**Goal of the exercise:** Write out each entry, exactly the way it appears.

[START OF Recorded information]

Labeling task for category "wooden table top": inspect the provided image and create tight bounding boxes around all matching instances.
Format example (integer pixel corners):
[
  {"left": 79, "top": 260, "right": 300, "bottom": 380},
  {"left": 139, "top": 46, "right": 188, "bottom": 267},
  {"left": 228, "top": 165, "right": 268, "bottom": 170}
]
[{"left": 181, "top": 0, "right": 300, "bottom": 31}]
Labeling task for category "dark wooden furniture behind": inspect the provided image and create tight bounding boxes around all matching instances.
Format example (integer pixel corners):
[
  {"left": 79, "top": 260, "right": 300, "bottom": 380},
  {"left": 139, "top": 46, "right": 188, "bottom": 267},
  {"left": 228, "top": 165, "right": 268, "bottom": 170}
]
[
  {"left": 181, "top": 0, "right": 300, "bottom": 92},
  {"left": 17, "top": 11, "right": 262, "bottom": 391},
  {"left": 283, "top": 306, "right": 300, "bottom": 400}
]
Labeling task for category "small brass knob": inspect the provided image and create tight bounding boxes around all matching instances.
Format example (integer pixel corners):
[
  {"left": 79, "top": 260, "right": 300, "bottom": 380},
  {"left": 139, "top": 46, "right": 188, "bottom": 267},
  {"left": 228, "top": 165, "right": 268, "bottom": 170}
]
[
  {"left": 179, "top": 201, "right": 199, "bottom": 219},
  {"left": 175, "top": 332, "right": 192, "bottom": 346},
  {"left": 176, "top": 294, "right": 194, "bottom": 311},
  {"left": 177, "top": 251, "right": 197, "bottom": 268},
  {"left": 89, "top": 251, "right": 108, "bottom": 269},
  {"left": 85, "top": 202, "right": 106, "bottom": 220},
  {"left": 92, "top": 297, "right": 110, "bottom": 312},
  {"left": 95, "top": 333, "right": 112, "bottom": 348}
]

[END OF Recorded information]

**Complete output:**
Labeling task for category "wooden table top": inspect the provided image and create tight bounding boxes around all matching instances.
Format example (integer pixel corners):
[
  {"left": 79, "top": 260, "right": 300, "bottom": 380},
  {"left": 139, "top": 46, "right": 188, "bottom": 267},
  {"left": 228, "top": 165, "right": 268, "bottom": 170}
]
[{"left": 181, "top": 0, "right": 300, "bottom": 31}]
Labeling task for category "dark wooden furniture behind": inspect the provided image and create tight bounding boxes around all matching instances.
Format example (integer pixel corners):
[
  {"left": 79, "top": 260, "right": 300, "bottom": 380},
  {"left": 139, "top": 46, "right": 188, "bottom": 267},
  {"left": 228, "top": 165, "right": 268, "bottom": 170}
]
[
  {"left": 181, "top": 0, "right": 300, "bottom": 92},
  {"left": 17, "top": 11, "right": 262, "bottom": 391},
  {"left": 283, "top": 306, "right": 300, "bottom": 400}
]
Labeling task for category "small brass knob": inspect the provided image and create tight bounding boxes around all matching instances.
Format example (integer pixel corners):
[
  {"left": 79, "top": 260, "right": 300, "bottom": 380},
  {"left": 139, "top": 46, "right": 188, "bottom": 267},
  {"left": 228, "top": 165, "right": 268, "bottom": 170}
]
[
  {"left": 179, "top": 201, "right": 199, "bottom": 219},
  {"left": 175, "top": 332, "right": 192, "bottom": 346},
  {"left": 176, "top": 294, "right": 194, "bottom": 311},
  {"left": 177, "top": 251, "right": 197, "bottom": 268},
  {"left": 89, "top": 251, "right": 108, "bottom": 269},
  {"left": 85, "top": 202, "right": 106, "bottom": 220},
  {"left": 92, "top": 297, "right": 110, "bottom": 312},
  {"left": 95, "top": 333, "right": 112, "bottom": 348}
]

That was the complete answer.